Work to be completed: Give every line below again, exactly.
===== Exercise input
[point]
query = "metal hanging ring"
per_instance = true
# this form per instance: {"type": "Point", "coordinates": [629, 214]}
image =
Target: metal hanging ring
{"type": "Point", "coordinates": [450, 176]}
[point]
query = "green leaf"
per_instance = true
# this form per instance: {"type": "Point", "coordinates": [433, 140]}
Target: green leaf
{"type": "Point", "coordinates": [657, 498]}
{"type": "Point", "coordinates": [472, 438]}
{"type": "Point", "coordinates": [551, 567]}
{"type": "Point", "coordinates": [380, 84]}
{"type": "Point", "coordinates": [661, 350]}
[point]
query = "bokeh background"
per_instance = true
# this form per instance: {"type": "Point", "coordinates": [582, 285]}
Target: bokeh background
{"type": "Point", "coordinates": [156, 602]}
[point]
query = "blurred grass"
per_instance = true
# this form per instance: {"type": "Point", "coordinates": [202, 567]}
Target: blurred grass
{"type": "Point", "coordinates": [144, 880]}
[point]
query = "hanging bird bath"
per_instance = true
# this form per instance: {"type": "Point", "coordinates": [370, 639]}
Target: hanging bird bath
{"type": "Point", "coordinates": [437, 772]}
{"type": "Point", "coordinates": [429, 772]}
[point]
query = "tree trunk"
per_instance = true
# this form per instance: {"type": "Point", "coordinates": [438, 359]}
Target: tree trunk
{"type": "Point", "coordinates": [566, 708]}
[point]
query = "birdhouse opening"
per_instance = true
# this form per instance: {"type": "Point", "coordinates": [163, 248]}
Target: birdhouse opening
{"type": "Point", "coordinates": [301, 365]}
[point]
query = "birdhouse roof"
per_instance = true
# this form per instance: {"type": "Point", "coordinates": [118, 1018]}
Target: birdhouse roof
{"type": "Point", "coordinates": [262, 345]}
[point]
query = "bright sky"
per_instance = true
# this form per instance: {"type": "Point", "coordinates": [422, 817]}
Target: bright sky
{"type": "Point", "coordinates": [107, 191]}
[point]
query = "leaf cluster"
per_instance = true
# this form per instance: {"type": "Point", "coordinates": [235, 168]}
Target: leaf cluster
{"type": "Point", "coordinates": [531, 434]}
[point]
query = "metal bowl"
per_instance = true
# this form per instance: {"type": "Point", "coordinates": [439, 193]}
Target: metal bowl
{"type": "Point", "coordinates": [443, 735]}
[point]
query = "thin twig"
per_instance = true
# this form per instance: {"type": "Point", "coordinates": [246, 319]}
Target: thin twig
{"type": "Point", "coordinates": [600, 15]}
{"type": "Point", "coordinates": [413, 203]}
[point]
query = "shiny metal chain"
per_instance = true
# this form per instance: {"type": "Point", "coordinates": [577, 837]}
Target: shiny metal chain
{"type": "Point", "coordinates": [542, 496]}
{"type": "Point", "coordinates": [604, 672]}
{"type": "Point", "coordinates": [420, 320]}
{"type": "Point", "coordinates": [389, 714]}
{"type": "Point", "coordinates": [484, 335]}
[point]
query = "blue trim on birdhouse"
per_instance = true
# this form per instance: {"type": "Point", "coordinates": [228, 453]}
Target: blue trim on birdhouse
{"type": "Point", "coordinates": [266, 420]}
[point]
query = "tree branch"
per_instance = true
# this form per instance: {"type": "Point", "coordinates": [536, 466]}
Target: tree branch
==========
Worked solution:
[point]
query = "metal hanging ring"
per_instance = true
# this form per instance: {"type": "Point", "coordinates": [629, 214]}
image =
Target: metal hanging ring
{"type": "Point", "coordinates": [450, 176]}
[point]
query = "green leaf"
per_instance = true
# this form per instance: {"type": "Point", "coordinates": [433, 140]}
Target: green leaf
{"type": "Point", "coordinates": [657, 498]}
{"type": "Point", "coordinates": [472, 438]}
{"type": "Point", "coordinates": [551, 567]}
{"type": "Point", "coordinates": [380, 84]}
{"type": "Point", "coordinates": [661, 350]}
[point]
query = "bokeh background"
per_instance = true
# this form per instance: {"type": "Point", "coordinates": [582, 285]}
Target: bokeh background
{"type": "Point", "coordinates": [156, 602]}
[point]
query = "blurred grass"
per_instance = true
# this form per instance: {"type": "Point", "coordinates": [202, 567]}
Target: blurred grass
{"type": "Point", "coordinates": [144, 880]}
[point]
query = "hanging bird bath"
per_instance = true
# this form per instance: {"type": "Point", "coordinates": [370, 639]}
Target: hanging bird bath
{"type": "Point", "coordinates": [437, 772]}
{"type": "Point", "coordinates": [429, 772]}
[point]
query = "tree trunk"
per_instance = true
# this form per instance: {"type": "Point", "coordinates": [438, 359]}
Target: tree trunk
{"type": "Point", "coordinates": [566, 708]}
[point]
query = "birdhouse opening"
per_instance = true
# this form per instance: {"type": "Point", "coordinates": [163, 248]}
Target: birdhouse opening
{"type": "Point", "coordinates": [301, 365]}
[point]
query = "birdhouse roof"
per_instance = true
# this form per instance: {"type": "Point", "coordinates": [118, 1018]}
Target: birdhouse roof
{"type": "Point", "coordinates": [262, 345]}
[point]
query = "bright sky"
per_instance = true
# this form per instance: {"type": "Point", "coordinates": [422, 817]}
Target: bright sky
{"type": "Point", "coordinates": [107, 191]}
[point]
query = "leaf cluster"
per_instance = true
# this form per instance: {"type": "Point", "coordinates": [235, 168]}
Target: leaf cluster
{"type": "Point", "coordinates": [531, 434]}
[point]
query = "metal bowl"
per_instance = true
# this form per instance: {"type": "Point", "coordinates": [439, 193]}
Target: metal bowl
{"type": "Point", "coordinates": [443, 735]}
[point]
query = "thin twig"
per_instance = true
# this form per instance: {"type": "Point", "coordinates": [246, 319]}
Target: thin twig
{"type": "Point", "coordinates": [600, 15]}
{"type": "Point", "coordinates": [413, 203]}
[point]
query = "shiny metal chain"
per_instance = true
# this form per instance: {"type": "Point", "coordinates": [577, 837]}
Target: shiny metal chain
{"type": "Point", "coordinates": [542, 496]}
{"type": "Point", "coordinates": [604, 672]}
{"type": "Point", "coordinates": [420, 320]}
{"type": "Point", "coordinates": [389, 714]}
{"type": "Point", "coordinates": [484, 335]}
[point]
query = "blue trim on birdhouse"
per_instance = true
# this form per instance: {"type": "Point", "coordinates": [228, 453]}
Target: blue trim on birdhouse
{"type": "Point", "coordinates": [266, 420]}
[point]
query = "tree branch"
per_instance = true
# this form per instance: {"type": "Point", "coordinates": [536, 466]}
Target: tree branch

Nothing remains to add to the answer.